→ Extract to read
────────────────
Those SNP candidates that are displayed as "low quality SNPs" represent ANY base pair change in the clustered sequences. These low quality SNPs are funneled through quality control step to attempt to differentiate putative SNP from sequence errors. Those remaining are displayed as "putative SNPs". Of these putative SNP candidates, if any would cause an amino acid change at that site they are displayed as "Amino Acid Changing SNPs".
Each of these three categories of SNPs is further divided into two subcategories. If the sequence variant is only in one sequence of the multiple sequence alignment file, the SNP candidate is denoted with a light grey background as shown above. If the same sequence variant is in more than one sequence then it is called a >1 (greater than one) SNP and the SNP candidate is boxed in black. It is this type of putative SNP that has the best chance of being real. Estimates indicated that approximately 50% of putative >1 SNPs are real.
This SNP analysis has been undertaken at the level of the contig ct# and thus is an underestimate of the true number of SNPs in the data set. Judicious analysis at the cluster level will enable more SNPs to be identified. The estimate of SNPs that change an amino acid is also an underestimate. The amino acid differences are currently generated from BLAST with the human refseq. If there is a hit, then the alternate base can be tested for amino acid changes. BUT if there is no refseq hit, then there is no protein sequence to examine and an amino acid change cannot be identified.
────────────────
→ Given information
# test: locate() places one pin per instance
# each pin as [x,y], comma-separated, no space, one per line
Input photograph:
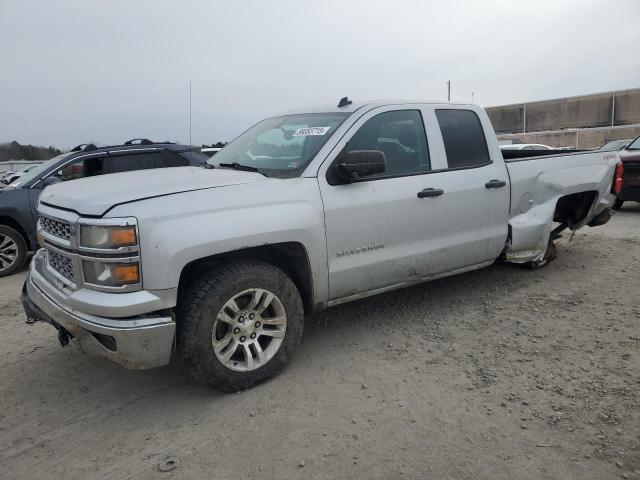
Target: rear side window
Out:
[463,137]
[400,136]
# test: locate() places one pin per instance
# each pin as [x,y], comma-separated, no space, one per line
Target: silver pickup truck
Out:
[304,210]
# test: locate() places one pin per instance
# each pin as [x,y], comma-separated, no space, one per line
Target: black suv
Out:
[18,201]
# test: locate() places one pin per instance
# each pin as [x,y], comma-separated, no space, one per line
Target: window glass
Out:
[80,169]
[170,159]
[128,163]
[400,136]
[463,137]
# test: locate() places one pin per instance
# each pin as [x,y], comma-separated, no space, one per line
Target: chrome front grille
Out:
[56,228]
[61,264]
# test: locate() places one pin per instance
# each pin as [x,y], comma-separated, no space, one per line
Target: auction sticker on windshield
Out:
[304,132]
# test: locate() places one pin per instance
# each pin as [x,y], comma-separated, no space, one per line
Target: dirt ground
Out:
[503,373]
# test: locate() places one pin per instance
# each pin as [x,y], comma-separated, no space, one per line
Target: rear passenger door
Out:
[380,233]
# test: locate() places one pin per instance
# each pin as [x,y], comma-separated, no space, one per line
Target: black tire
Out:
[550,253]
[206,296]
[617,204]
[19,249]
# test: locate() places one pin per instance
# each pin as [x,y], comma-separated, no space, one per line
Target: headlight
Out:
[93,236]
[108,274]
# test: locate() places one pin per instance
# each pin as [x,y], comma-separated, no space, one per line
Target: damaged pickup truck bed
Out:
[302,211]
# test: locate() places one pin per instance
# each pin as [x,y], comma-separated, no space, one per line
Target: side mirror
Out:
[356,164]
[51,180]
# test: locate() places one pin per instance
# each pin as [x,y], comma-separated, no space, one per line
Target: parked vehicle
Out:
[213,149]
[304,210]
[18,200]
[616,144]
[525,146]
[630,190]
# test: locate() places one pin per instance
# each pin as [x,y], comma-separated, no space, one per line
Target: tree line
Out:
[15,151]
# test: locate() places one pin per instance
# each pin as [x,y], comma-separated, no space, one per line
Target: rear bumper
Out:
[138,342]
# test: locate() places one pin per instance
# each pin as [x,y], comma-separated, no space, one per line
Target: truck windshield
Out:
[281,146]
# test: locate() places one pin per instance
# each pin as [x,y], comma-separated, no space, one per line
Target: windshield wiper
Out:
[239,166]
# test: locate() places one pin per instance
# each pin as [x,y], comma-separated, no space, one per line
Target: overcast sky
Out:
[106,71]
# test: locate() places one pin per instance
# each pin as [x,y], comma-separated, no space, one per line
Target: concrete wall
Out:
[575,137]
[586,111]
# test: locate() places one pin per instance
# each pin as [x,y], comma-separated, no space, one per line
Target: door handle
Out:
[430,192]
[495,183]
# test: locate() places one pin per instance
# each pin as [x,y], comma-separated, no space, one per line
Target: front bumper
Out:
[137,342]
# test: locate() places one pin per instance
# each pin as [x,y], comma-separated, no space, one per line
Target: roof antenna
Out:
[344,101]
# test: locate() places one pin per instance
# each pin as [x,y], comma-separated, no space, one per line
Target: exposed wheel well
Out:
[290,257]
[10,222]
[572,209]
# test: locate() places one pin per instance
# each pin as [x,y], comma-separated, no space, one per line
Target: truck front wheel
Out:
[239,324]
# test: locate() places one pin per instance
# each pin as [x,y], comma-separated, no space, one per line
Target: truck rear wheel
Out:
[239,324]
[13,251]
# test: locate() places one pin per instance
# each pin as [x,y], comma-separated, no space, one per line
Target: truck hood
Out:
[96,195]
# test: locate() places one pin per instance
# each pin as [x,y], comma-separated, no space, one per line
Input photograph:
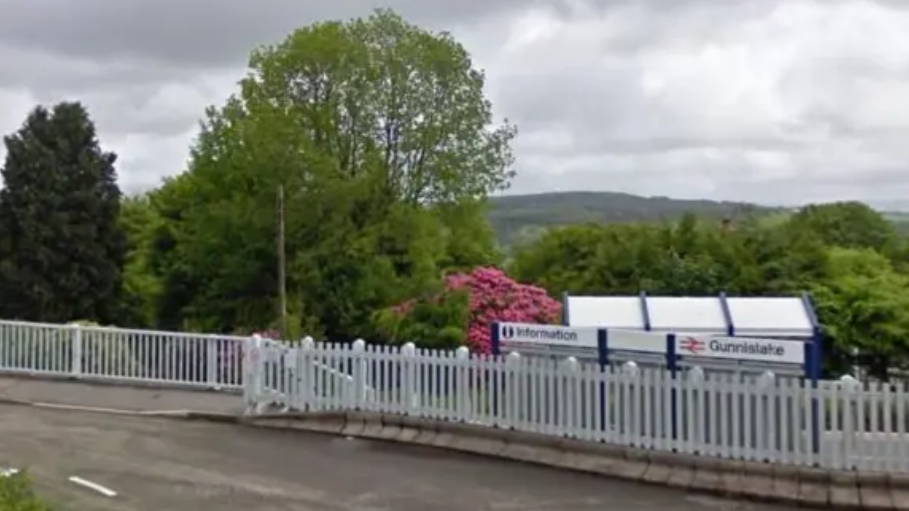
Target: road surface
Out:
[161,464]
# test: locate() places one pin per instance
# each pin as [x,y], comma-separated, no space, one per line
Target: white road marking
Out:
[107,492]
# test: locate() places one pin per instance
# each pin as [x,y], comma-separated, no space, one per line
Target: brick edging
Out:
[804,486]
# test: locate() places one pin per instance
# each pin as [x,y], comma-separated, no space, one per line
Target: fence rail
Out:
[116,354]
[838,424]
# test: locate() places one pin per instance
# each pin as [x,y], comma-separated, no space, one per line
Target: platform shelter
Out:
[631,322]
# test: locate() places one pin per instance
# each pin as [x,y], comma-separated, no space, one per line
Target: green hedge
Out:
[16,494]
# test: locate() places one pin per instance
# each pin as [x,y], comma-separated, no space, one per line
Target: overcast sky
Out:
[772,101]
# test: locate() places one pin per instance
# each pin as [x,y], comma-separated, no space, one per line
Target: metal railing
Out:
[838,424]
[117,354]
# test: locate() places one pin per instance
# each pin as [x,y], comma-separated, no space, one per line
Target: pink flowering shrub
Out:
[490,296]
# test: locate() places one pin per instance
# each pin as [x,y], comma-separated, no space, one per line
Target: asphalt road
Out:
[161,464]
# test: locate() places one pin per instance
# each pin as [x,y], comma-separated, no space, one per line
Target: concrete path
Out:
[155,464]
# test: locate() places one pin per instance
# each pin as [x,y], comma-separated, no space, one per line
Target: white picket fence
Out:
────────────────
→ Your assignment
In the text on SNP categories, about what share of putative >1 SNPs are estimated to be real? You won't need the records for this.

→ Answer
Approximately 50%.